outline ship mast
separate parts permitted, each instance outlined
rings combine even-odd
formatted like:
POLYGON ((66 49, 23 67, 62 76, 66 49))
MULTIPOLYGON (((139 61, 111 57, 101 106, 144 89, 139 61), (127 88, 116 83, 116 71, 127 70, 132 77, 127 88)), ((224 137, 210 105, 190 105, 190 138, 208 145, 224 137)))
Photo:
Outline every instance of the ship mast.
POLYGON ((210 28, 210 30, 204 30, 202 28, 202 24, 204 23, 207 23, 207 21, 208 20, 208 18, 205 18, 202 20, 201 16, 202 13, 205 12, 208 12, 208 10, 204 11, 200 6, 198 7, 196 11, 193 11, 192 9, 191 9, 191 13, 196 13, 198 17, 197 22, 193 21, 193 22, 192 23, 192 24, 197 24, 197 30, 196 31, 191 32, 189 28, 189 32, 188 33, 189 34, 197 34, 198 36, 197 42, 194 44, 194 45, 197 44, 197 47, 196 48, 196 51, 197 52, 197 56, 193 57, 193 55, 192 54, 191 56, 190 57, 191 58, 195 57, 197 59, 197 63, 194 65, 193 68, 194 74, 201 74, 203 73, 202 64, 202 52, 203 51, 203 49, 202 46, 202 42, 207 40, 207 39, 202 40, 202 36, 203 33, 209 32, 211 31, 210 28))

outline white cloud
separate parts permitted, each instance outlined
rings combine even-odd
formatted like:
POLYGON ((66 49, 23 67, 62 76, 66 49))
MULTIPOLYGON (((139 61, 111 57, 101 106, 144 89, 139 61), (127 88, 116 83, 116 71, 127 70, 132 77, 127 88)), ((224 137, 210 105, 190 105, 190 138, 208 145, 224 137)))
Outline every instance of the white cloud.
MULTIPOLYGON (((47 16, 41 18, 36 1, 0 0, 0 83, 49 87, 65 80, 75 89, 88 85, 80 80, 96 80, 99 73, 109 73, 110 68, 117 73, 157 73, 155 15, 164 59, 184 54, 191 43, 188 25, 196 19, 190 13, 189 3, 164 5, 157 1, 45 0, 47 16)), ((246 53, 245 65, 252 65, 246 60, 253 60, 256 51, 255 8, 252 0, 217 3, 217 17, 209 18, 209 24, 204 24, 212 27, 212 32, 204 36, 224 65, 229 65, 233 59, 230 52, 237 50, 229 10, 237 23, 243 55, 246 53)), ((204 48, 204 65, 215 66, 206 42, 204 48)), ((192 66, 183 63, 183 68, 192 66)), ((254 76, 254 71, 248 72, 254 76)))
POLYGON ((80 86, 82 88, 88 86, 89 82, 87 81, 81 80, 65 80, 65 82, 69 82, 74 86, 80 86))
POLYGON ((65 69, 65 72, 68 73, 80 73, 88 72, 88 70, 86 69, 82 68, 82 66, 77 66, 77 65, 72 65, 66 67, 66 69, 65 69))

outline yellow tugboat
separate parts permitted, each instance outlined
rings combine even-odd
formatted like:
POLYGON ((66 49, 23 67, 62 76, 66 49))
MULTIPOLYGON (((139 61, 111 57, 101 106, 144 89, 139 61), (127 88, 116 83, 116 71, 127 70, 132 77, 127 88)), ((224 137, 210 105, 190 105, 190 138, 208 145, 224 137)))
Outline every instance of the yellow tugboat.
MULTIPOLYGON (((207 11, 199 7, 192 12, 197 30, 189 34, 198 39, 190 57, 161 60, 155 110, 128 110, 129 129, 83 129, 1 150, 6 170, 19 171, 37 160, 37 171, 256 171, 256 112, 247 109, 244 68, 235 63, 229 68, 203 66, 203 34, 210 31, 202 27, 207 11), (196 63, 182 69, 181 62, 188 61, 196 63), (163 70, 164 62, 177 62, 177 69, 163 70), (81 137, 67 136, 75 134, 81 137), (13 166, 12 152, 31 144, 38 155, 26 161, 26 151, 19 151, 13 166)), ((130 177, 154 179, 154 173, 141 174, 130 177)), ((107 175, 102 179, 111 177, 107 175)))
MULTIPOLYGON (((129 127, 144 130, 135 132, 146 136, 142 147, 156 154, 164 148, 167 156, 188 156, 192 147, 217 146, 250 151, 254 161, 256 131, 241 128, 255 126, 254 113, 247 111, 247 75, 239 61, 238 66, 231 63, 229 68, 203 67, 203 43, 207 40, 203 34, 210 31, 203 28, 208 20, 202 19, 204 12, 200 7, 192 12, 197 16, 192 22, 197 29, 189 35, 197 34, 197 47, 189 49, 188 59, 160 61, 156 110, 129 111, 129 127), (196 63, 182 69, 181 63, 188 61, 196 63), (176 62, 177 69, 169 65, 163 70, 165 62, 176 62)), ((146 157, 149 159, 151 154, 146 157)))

> _Your task_: Repeat word for word everything from the line that contains "outline white cloud" down to the line that contains "Outline every instance of the white cloud.", including both of those lines.

> _Reply to the exercise_:
outline white cloud
separate parts permitted, each instance outlined
rings combine even-odd
formatted like:
POLYGON ((66 49, 23 67, 62 76, 66 49))
MULTIPOLYGON (((139 61, 111 57, 101 106, 144 89, 139 61), (127 88, 116 83, 116 71, 127 70, 132 77, 127 88)), ((224 137, 210 105, 190 105, 190 138, 208 145, 224 137)))
Outline every instance of the white cloud.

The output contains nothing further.